• _Given problem A_
Can you rewrite everything from "Student debt is" down to "the charts above." in the student debt article, swapping "Levy Institute" for "Levy Economics Institute"?
• _Given problem B_
Can you carry on the article about the racial dimension of student debt from the point where it stops?

• _Document section_
··········

Monday, March 12, 2018

The Racial Dimension of Student Debt


Compare the two charts above. They show median wealth of households headed by black individuals (top chart) and white individuals (bottom chart) between the ages of 25 and 40 in successive waves of the triennial Survey of Consumer Finances, with and without student debt. (Credit to Matt Bruenig for preparing these data from the SCF.)

by Gaius Publius

Student debt is increasingly burdening everyone, but that burden disproportionately weighs on black households.
—Marshall Steinbaum (source)

As an interim addendum to our short series, "Killing a Predator — Cancelling Student Debt" — Part 1 here, Part 2 here — consider the observation above by Marshall Steinbaum, one of the co-authors (with Stephanie Kelton, Scott Fulwiler, and Catherine Ruetschlin) of the Levy Institute paper on student debt cancellation we've been looking at. It comes from a more general piece Steinbaum wrote for the Roosevelt Institute discussing his Levy Institute paper. I'd like to focus here on just that observation.

Before we look at more of what Steinbaum wrote, please note three things about the charts above.

First, consider the differing degrees to which student debt subtracts from the wealth of young black households and white households. The takeaway from that should be: No, canceling student debt would not mainly benefit the rich. It actually disproportionately benefits black households when measured as a percentage of household wealth.

Second, look at the vertical scales of the two graphs, their Y-axes. The numbers are not the same.  The top charted point (peak of yellow line) for young white households is $80,000. The top charted point (peak of yellow line) for young black households is slightly more than $18,000. That's a peak-to-peak wealth differential of greater than 4:1.

··········

• _Supplied information_

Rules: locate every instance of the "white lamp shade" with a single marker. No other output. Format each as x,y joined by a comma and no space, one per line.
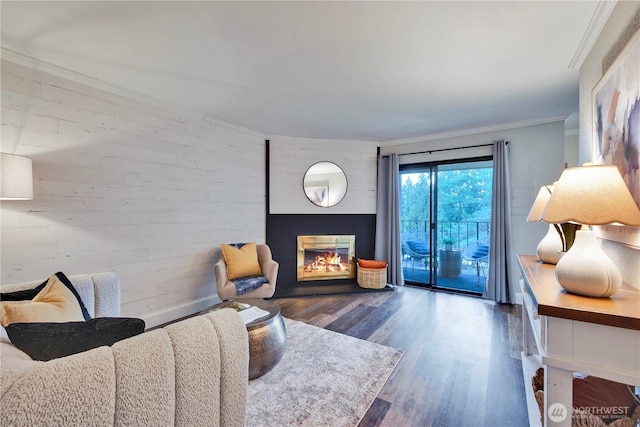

··········

• _Exercise answer A_
Student debt is increasingly burdening everyone, but that burden disproportionately weighs on black households.
—Marshall Steinbaum (source)

As an interim addendum to our short series, "Killing a Predator — Cancelling Student Debt" — Part 1 here, Part 2 here — consider the observation above by Marshall Steinbaum, one of the co-authors (with Stephanie Kelton, Scott Fulwiler, and Catherine Ruetschlin) of the Levy Economics Institute paper on student debt cancellation we've been looking at. It comes from a more general piece Steinbaum wrote for the Roosevelt Institute discussing his Levy Economics Institute paper. I'd like to focus here on just that observation.

Before we look at more of what Steinbaum wrote, please note three things about the charts above.

• _Exercise answer B_
Worse, the actual wealth of these black households in 2016 is less than $4,000 (blue line, top chart), compared to more than $40,000 for white households in the same year (blue line, bottom chart). In other words, the 2016 wealth differential is more than 10:1.

Canceling all student debt would bring that differential down to "just" 5:1 — still shameful for a society like ours, but it shows what a great boon student debt cancellation would be for young black households.

Finally, note that from 2013 to 2016, white wealth for these households has recovered somewhat from the Wall Street–caused "great recession" while black wealth has recovered not at all

Now Steinbaum:
One thing that immediately becomes clear upon investigation of the student debt crisis is the extent to which it is a creature of this country’s legacy of racial discrimination, segregation, and economic disadvantage patterned by race. My prior research with Kavya Vaghul found that zip codes with higher population percentages of racial minorities had far higher delinquency rates, and that the correlation of delinquency with race was actually most extreme in middle-class neighborhoods. What this tells us is that student debt is intimately bound up with the route to financial stability for racial minorities.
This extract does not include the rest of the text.